▶ **WHAT YOU ARE ASKED TO DO**: Find every line in the records below that contains the word "window", and copy each of those lines.

▶ **DATA**:
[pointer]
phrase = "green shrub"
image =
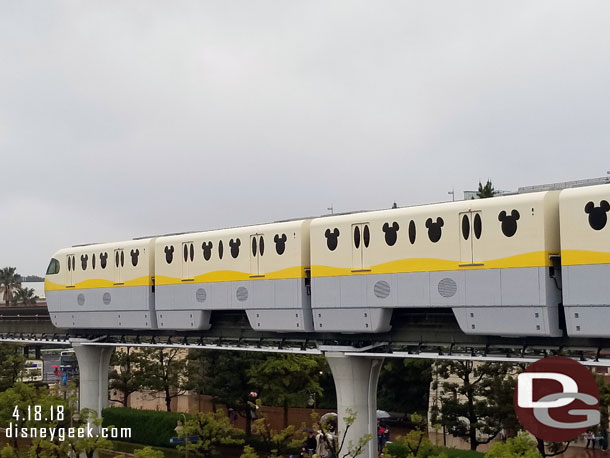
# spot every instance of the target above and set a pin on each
(148, 427)
(148, 452)
(426, 450)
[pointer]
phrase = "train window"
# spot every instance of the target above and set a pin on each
(235, 244)
(169, 254)
(477, 226)
(435, 230)
(509, 222)
(207, 250)
(280, 243)
(465, 227)
(390, 232)
(53, 267)
(412, 232)
(83, 261)
(134, 256)
(332, 238)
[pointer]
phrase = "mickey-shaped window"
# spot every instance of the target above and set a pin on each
(435, 229)
(412, 232)
(597, 215)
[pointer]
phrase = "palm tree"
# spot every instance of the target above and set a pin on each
(486, 191)
(9, 280)
(25, 296)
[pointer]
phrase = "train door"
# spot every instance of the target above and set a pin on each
(361, 237)
(188, 255)
(477, 229)
(70, 262)
(119, 263)
(470, 233)
(257, 245)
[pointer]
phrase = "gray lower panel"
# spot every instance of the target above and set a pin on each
(586, 285)
(352, 320)
(499, 300)
(276, 302)
(592, 321)
(184, 319)
(280, 320)
(103, 320)
(131, 307)
(509, 321)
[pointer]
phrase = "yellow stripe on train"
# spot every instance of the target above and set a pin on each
(534, 259)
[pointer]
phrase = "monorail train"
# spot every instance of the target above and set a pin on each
(497, 263)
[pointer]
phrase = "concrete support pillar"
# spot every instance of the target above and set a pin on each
(93, 365)
(356, 384)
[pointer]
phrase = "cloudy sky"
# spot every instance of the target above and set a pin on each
(123, 119)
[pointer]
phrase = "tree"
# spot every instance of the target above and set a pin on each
(9, 280)
(127, 375)
(474, 400)
(278, 442)
(212, 429)
(286, 380)
(24, 296)
(404, 385)
(486, 191)
(13, 364)
(225, 375)
(148, 452)
(520, 446)
(165, 369)
(14, 404)
(336, 444)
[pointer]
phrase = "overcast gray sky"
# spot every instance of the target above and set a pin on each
(122, 119)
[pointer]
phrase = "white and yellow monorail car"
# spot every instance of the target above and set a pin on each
(260, 269)
(102, 286)
(585, 259)
(487, 259)
(492, 261)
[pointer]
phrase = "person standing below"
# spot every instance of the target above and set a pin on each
(590, 439)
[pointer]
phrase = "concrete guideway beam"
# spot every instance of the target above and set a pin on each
(93, 363)
(356, 385)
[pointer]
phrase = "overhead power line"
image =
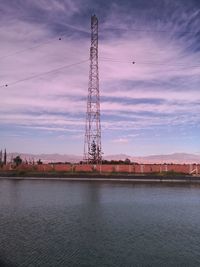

▶ **EXERCISE RESPONSE**:
phrase = "train window"
phrase = "mickey-shaped window"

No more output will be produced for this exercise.